* [Excerpt]
These considerations have implications for methods in reproducibility research. Preregistered direct replication projects emphasize the importance of including manipulation checks (Simons and Holcombe, 2014), but their inclusion in replications could create new problems. Checks on a manipulation’s effectiveness seem necessary for ensuring that a study’s original manipulation still produces the intended psychological state in a direct replication project (Schwarz and Strack, 2014). However, if manipulation checks or any other new measures are added to the procedure of a study that did not originally include them, the new study is no longer a “direct” replication. Because these questions can change people’s subsequent responses, including them in a replication limits a replicator’s ability to make claims about the reproducibility of the original study because the replicator has effectively run a different study.

* [Description of the task] Continue the passage on manipulation checks in direct replication studies, picking up after its final sentence.

* [Available data]
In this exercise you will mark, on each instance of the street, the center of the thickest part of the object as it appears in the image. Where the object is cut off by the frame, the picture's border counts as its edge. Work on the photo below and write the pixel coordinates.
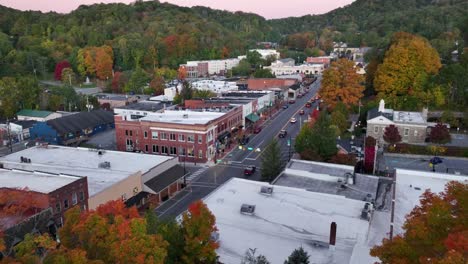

* [Task response]
These issues have been raised in discussions of registered replications. A multi-lab preregistered replication of the famous “pen in mouth” study (Strack et al., 1988) failed to replicate the original effect that a pen held between the teeth (inducing a smile) causes participants to rate cartoons as being funnier than a pen held between lips (Wagenmakers et al., 2016). However, the replication project added a manipulation check to the original design. Unlike the original study, the replication also focused a video camera on the participants and informed them that researchers would be recording their actions in order to verify that they were following instructions correctly (steps 16 and 17 in protocol; Beek et al., 2015). Strack (2016) suggested that pointing a video camera at participants may have induced a focus on the self that could interfere with misattributing amusement to the cartoons. Lengthy arguments about the validity of the replication project pervaded discussions in Psychological Methods Facebook groups and academic Twitter. Recently, Noah et al. (2018) conducted another pre-registered replication of the facial feedback study, this time manipulating the presence vs. absence of the video camera. The facial feedback effect replicated with the camera absent, but did not replicate with the camera present. However, the interaction of camera × facial feedback was not conventionally significant, so many still debate whether the Wagenmakers et al. (2016) non-replication was due to the interference of the manipulation check or due to a genuine failure to replicate the original effect. However, one thing is certain: adding a manipulation check to a replication project that was not present in the original study can cause others to question the relevance of the replication’s results to the reproducibility of the original effect.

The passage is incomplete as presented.